→ TASK DIRECTIONS
Copy out the whole listing below, requests included, and offset every bounding-box coordinate in the answers by adding 118 to it. Leave the pictures out.

········

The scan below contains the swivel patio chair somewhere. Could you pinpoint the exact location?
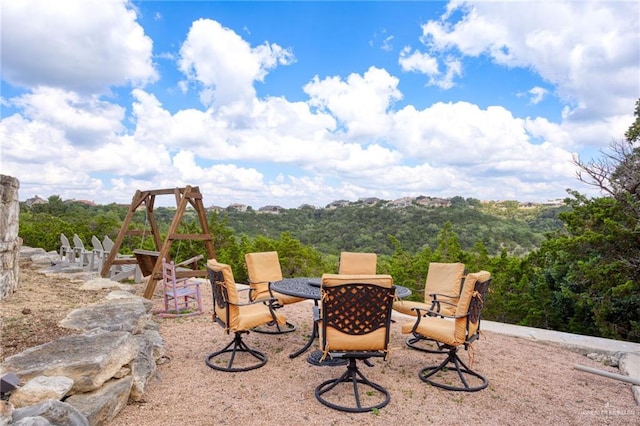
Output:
[153,259,202,318]
[244,251,305,334]
[89,235,106,271]
[338,251,378,275]
[393,262,465,353]
[206,259,286,372]
[315,274,395,413]
[402,271,491,392]
[59,233,75,262]
[73,234,92,271]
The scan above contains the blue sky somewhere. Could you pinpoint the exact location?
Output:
[0,0,640,209]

········

→ TASK RESPONSE
The scan below contains the swivel patio chair somewhere. Could you pinpoint the exact location?
Output:
[271,377,320,436]
[362,369,423,452]
[207,353,224,389]
[456,369,496,393]
[511,380,583,471]
[324,377,404,490]
[433,392,513,531]
[520,389,609,510]
[177,351,193,380]
[191,352,210,389]
The scan above contains the blue sky somewhere. Could you pinpoint the exact location?
Output:
[118,118,758,327]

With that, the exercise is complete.